-- PROBLEM --
Convert the data below into a numbered list with no blank lines, and leave the pictures out of your answer.

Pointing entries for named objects
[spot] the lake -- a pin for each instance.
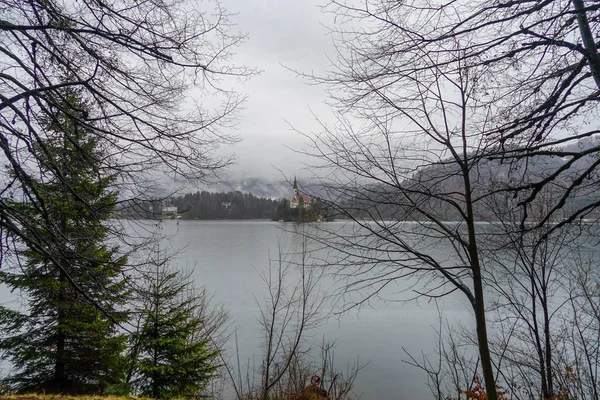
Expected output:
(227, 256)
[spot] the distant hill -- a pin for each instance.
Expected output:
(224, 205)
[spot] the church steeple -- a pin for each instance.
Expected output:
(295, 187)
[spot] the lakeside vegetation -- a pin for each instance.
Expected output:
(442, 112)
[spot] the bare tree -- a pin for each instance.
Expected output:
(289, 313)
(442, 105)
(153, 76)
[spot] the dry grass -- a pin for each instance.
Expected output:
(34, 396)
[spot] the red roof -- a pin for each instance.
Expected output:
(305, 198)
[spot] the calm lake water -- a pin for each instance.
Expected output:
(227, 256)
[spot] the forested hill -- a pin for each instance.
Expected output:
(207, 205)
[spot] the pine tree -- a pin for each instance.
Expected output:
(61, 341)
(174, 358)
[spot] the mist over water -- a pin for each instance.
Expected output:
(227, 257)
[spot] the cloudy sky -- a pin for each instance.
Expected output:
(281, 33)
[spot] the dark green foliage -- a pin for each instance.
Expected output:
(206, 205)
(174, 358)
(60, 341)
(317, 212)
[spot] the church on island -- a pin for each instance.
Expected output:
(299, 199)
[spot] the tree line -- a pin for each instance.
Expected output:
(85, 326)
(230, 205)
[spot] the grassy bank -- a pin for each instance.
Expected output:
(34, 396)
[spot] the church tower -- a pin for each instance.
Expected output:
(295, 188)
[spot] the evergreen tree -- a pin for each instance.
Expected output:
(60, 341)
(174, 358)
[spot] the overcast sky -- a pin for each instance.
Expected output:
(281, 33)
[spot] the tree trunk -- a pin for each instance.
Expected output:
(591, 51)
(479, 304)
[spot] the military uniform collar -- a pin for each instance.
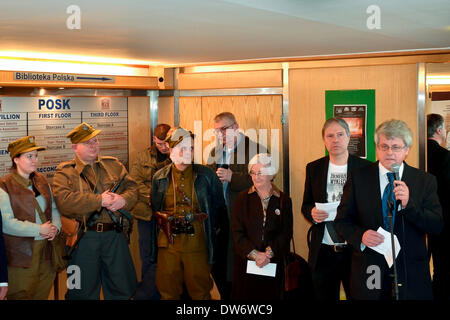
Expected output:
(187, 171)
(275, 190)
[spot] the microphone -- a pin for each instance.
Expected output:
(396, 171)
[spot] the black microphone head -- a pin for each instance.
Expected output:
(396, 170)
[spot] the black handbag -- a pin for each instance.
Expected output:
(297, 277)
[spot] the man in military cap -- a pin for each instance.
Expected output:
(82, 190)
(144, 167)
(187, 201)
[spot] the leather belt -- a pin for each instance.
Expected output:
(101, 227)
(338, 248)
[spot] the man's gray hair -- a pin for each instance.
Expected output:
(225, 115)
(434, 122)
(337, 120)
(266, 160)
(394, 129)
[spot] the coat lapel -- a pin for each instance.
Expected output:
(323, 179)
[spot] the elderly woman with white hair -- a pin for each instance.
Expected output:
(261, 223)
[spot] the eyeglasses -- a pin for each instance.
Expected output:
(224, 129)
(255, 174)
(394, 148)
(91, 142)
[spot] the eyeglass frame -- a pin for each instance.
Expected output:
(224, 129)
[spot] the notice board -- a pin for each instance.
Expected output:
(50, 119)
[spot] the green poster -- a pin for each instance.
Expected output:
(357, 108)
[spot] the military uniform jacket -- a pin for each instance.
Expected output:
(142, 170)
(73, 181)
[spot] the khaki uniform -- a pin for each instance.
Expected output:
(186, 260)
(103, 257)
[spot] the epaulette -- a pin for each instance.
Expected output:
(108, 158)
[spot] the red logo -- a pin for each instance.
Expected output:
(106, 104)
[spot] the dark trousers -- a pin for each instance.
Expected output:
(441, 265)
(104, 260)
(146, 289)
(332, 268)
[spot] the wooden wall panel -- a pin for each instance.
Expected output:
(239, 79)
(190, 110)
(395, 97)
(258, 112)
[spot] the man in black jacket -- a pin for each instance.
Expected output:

-- SOLVED EXERCISE --
1. [spot] the lake -- a pin for each instance.
2. Expected output:
3. (227, 256)
4. [spot] the distant hill -- a pin for each instance.
5. Expected output:
6. (224, 205)
7. [spot] the church steeple -- a pin for each instance.
8. Expected output:
9. (295, 187)
10. [spot] the lakeside vegetation -- a pin for each instance.
11. Expected output:
12. (442, 112)
13. [spot] the bare tree -- a pin for each instance.
14. Expected output:
15. (289, 313)
16. (442, 105)
17. (153, 76)
18. [spot] the dry grass -- a pin for each instance.
19. Expected output:
20. (34, 396)
21. [spot] the red roof -- a pin for each instance.
22. Expected output:
23. (305, 198)
24. [spot] the calm lake water -- a pin for each instance.
25. Expected output:
26. (227, 256)
27. [spot] the forested hill -- a pin for each instance.
28. Expected output:
29. (207, 205)
30. [spot] the pine tree -- a pin for each instance.
31. Expected output:
32. (61, 341)
33. (174, 358)
34. [spot] the mist over water -- a pin for each instance.
35. Expected output:
36. (227, 257)
37. [spot] the cloudy sky -- a pin for each instance.
38. Expected output:
39. (281, 33)
40. [spot] the dark green foliage -- a pin for each instance.
41. Expected output:
42. (206, 205)
43. (174, 358)
44. (60, 341)
45. (317, 212)
46. [spot] the church on island -- a pin for each instance.
47. Expected output:
48. (299, 199)
49. [spot] the tree line -- a pin for each instance.
50. Expected output:
51. (85, 326)
52. (230, 205)
53. [spot] the grassy bank -- a pin for each instance.
54. Expected output:
55. (34, 396)
56. [spot] the church tower -- a pin for each instance.
57. Expected output:
58. (295, 188)
59. [spot] the evergreen tree -- a pin for each instance.
60. Expected output:
61. (60, 341)
62. (174, 358)
63. [spot] the overcast sky -- a pin for each instance.
64. Expected output:
65. (281, 33)
66. [spot] the tree trunk -- a pin for each instance.
67. Expected output:
68. (591, 51)
69. (479, 304)
70. [spot] the military uniform collar -- a pin for each instance.
71. Expected output:
72. (187, 171)
73. (275, 190)
74. [spot] the microphone -- a pin for each instance.
75. Expected output:
76. (396, 171)
77. [spot] the black microphone head -- a pin for each instance.
78. Expected output:
79. (396, 170)
80. [spot] the black handbag -- a pin for each instance.
81. Expected output:
82. (297, 277)
83. [spot] the man in military cap -- a pin for each instance.
84. Expected output:
85. (82, 190)
86. (144, 167)
87. (187, 201)
88. [spot] the leather belt -- a pin for each instance.
89. Expected output:
90. (101, 227)
91. (338, 248)
92. [spot] the man's gray hair -- a pin for each instance.
93. Expected output:
94. (225, 115)
95. (434, 122)
96. (337, 120)
97. (266, 160)
98. (394, 129)
99. [spot] the coat lapel -- a pin for each instance.
100. Expected output:
101. (323, 179)
102. [spot] the elderly woman with white hair -- a pin for each instance.
103. Expected output:
104. (261, 223)
105. [spot] the eyeglasses -- a pin for each instance.
106. Expected output:
107. (224, 129)
108. (255, 174)
109. (394, 148)
110. (91, 142)
111. [spot] the eyeglass frame -- a pin for each instance.
112. Expected output:
113. (224, 129)
114. [spot] the notice board -- a pin for each instance.
115. Expected output:
116. (50, 119)
117. [spot] the green poster -- a pin for each instance.
118. Expected output:
119. (357, 108)
120. [spot] the military uniform jacket -- a pin for each instance.
121. Expected output:
122. (142, 170)
123. (73, 181)
124. [spot] the khaki uniform -- a pin for each instance.
125. Expected output:
126. (186, 260)
127. (103, 257)
128. [spot] the epaulette -- a pin for each instance.
129. Expected output:
130. (108, 158)
131. [spot] the red logo -- a pin for each instance.
132. Expected output:
133. (106, 104)
134. [spot] the dark trousers -- a pin for each instance.
135. Expected output:
136. (441, 265)
137. (104, 260)
138. (146, 289)
139. (332, 268)
140. [spot] the wooden wall panel -- a pin for each instance.
141. Expected output:
142. (239, 79)
143. (190, 110)
144. (395, 97)
145. (258, 112)
146. [spot] the man in black jacket -- a pin for each instance.
147. Expected output:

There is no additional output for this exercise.